PARTS OF THE EXERCISE:
(1) Using the article on euro zone deflation, explain why a slowdown of output and prices in the euro zone could hold back global growth. Answer in one to three sentences.
(2) What was the euro zone's annual inflation rate in September, according to the article on euro zone deflation?
(3) List every country the article on euro zone deflation names as having negative growth in both headline and core CPI.

The cover story in the latest issue of The Economist (25 October) dubs the coming of deflation dangers in the euro zone as the “world’s biggest economic problem”. Coupled with stagnation, deflation raises the spectre of a third recession in the euro zone in the last six years, and as The New York Times puts it, creates “a renewed existential crisis” for the bloc.
Annual inflation in euro zone was a meagre 0.3% in September, substantially below the European Central Bank (ECB)’s target rate of inflation of around 2%. Recent numbers suggest that in countries such as Greece, Italy and Spain the rise in headline as well as core consumer price index (CPI) has been negative. In 11 of the 18 countries in the euro zone, deflation has already set in, in terms of prices of goods, with inflation in services hovering around the 1% mark, on average. Given that the bloc accounts for about a fifth of the world gross domestic product (GDP), the slowdown of both output and prices in the euro zone could be a potential drag on global growth.
Why is the euro zone situation, facing the double dangers of stagnation and deflation, worrisome?

RAW DATA:
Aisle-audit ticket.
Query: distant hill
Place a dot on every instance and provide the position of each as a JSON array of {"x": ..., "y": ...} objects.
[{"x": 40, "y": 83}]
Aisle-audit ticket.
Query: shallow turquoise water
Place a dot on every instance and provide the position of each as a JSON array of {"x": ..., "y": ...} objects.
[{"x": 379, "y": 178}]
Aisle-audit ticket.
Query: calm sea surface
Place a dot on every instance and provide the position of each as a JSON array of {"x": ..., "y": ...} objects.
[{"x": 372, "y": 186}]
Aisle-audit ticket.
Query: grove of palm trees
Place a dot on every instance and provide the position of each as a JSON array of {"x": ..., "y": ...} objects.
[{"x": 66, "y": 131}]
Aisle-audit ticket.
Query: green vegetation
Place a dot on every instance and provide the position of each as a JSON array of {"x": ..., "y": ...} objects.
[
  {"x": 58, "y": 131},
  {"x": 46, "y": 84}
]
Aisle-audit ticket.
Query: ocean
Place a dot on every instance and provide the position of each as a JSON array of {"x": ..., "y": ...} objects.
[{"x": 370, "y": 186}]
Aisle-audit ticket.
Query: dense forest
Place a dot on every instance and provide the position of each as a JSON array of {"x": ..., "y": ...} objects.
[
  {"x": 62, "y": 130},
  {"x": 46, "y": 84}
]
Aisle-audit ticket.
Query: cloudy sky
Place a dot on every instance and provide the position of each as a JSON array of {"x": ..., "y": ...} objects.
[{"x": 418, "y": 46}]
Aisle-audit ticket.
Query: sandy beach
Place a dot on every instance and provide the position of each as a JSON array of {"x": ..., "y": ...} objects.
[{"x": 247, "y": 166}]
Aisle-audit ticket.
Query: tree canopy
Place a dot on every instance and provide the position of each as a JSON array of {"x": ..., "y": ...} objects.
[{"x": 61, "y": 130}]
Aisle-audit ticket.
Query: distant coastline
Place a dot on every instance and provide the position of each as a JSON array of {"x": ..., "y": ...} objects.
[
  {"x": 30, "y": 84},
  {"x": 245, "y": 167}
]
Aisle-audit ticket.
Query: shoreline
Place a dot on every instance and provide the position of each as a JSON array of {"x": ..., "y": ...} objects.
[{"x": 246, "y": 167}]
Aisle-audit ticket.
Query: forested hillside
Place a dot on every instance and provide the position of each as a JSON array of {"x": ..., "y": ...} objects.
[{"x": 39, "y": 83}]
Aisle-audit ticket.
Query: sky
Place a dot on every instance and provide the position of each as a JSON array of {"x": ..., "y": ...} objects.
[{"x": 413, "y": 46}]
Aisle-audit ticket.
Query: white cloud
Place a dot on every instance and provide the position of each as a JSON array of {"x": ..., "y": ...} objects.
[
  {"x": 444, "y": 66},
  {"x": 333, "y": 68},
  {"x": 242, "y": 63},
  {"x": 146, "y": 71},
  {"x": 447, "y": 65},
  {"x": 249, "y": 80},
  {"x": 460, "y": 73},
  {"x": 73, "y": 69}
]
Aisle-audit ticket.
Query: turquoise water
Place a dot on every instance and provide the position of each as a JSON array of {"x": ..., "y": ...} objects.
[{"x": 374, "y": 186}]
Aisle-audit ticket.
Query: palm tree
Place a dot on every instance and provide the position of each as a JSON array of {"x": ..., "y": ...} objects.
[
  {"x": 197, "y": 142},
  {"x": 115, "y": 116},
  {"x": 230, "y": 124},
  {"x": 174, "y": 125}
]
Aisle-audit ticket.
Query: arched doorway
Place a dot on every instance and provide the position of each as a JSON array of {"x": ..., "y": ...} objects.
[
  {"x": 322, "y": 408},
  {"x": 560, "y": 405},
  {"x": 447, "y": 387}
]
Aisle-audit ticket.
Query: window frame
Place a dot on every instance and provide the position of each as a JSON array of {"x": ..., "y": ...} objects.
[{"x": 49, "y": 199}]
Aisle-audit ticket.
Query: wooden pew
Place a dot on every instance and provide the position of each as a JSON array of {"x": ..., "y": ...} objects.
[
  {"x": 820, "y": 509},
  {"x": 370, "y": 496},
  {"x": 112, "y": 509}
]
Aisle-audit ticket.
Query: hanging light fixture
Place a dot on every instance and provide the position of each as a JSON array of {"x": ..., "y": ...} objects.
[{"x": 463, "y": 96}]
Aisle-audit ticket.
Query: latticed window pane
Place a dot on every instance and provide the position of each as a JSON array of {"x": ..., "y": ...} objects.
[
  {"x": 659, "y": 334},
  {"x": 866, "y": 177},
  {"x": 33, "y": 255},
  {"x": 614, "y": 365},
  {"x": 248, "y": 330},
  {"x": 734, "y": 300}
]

PER-TASK OUTPUTS:
(1) The euro zone accounts for about a fifth of world GDP. Because the bloc is that large, a slowdown in both its output and its prices could drag on growth worldwide.

(2) 0.3%

(3) Greece, Italy, Spain